Available records –
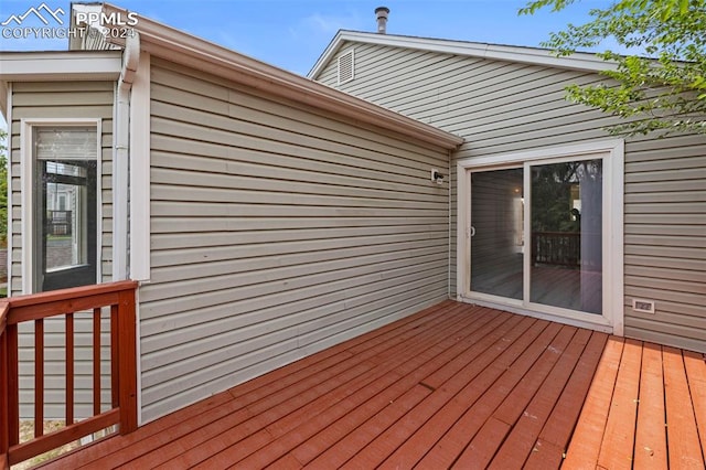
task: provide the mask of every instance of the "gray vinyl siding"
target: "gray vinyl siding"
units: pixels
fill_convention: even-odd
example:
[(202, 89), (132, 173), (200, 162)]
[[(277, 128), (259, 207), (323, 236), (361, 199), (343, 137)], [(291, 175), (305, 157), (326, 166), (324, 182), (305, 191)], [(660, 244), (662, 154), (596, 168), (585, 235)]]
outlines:
[(448, 152), (153, 60), (153, 419), (448, 297)]
[[(30, 118), (100, 118), (101, 119), (101, 229), (103, 252), (100, 263), (103, 281), (111, 276), (111, 160), (113, 160), (113, 82), (52, 82), (12, 84), (12, 122), (10, 125), (11, 146), (11, 202), (9, 214), (12, 236), (12, 266), (9, 279), (9, 293), (22, 293), (22, 209), (20, 180), (20, 128), (21, 119)], [(28, 152), (29, 154), (29, 152)], [(76, 331), (76, 408), (77, 417), (93, 415), (92, 398), (92, 321), (77, 317)], [(23, 324), (23, 332), (31, 332), (32, 325)], [(20, 414), (23, 418), (33, 415), (33, 371), (34, 352), (29, 334), (20, 334)], [(103, 339), (106, 344), (107, 337)], [(64, 357), (63, 319), (45, 321), (45, 418), (63, 419), (64, 409), (64, 363), (53, 362), (52, 357)], [(107, 351), (106, 351), (107, 352)], [(106, 363), (107, 364), (107, 363)], [(104, 364), (104, 365), (106, 365)], [(106, 365), (107, 366), (107, 365)], [(109, 403), (109, 371), (104, 367), (105, 393), (103, 399)]]
[[(600, 81), (593, 73), (375, 44), (338, 54), (351, 47), (355, 79), (340, 88), (464, 137), (453, 160), (608, 138), (614, 122), (564, 98), (569, 83)], [(332, 87), (335, 58), (317, 77)], [(706, 351), (706, 139), (628, 138), (624, 171), (625, 335)], [(634, 312), (633, 298), (655, 300), (656, 313)]]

What the task asks – Can you write out the lines again, starting at the top and ending at the line that contains "[(448, 152), (153, 60), (153, 419), (448, 297)]", with "pixels" swapped for "px" and everything else unchanged? Leave out the picture.

Exercise result –
task: provide the mask of every instance of the "gray vinyl siding"
target: "gray vinyl siding"
units: px
fill_convention: even-odd
example:
[(202, 89), (132, 173), (200, 162)]
[[(277, 128), (259, 207), (323, 236), (361, 199), (343, 137)], [(291, 175), (305, 157), (326, 166), (324, 182), (305, 191)], [(660, 244), (662, 154), (596, 168), (585, 235)]]
outlines:
[(448, 152), (153, 60), (153, 419), (448, 297)]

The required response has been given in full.